- WHAT THIS TASK INVOLVES -
Copy the entries line for line, starting from their first line and continuing up to and including the line that contains "[158,166,183,203]".

┌─ MATERIAL FOR THIS TASK

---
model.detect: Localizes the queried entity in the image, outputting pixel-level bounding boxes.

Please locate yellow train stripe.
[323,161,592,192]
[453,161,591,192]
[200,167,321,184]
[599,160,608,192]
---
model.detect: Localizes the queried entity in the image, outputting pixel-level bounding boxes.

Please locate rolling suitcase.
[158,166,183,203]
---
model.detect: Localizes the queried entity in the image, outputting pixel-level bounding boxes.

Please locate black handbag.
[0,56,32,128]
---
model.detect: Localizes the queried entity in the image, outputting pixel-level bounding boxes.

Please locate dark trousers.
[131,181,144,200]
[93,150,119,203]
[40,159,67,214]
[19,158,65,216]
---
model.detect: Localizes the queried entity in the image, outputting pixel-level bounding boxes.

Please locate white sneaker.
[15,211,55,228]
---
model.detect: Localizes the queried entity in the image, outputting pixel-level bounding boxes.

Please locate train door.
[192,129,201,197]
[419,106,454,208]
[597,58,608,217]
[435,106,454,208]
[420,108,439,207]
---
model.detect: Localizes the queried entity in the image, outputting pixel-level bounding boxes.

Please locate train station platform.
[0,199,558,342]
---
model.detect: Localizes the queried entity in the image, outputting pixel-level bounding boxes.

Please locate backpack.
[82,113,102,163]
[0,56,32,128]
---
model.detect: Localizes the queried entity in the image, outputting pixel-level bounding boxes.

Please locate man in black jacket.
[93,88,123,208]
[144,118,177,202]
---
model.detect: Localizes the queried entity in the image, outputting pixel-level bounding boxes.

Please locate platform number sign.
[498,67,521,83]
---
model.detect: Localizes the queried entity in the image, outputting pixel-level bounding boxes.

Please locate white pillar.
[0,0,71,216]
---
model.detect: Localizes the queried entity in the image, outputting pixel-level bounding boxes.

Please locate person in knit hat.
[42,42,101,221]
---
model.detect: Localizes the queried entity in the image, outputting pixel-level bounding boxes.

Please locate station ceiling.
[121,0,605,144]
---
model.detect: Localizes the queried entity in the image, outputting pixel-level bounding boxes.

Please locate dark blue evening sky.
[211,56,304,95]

└─

- SOLUTION -
---
model.detect: Localizes the queried entity in the image, outputting pixel-level bounding boxes.

Please locate yellow train stripe.
[323,161,592,192]
[453,161,591,192]
[200,167,321,184]
[599,160,608,192]
---
model.detect: Localizes the queried entity in the image, outputting pixel-level bounding boxes.

Please locate rolling suitcase.
[158,166,183,203]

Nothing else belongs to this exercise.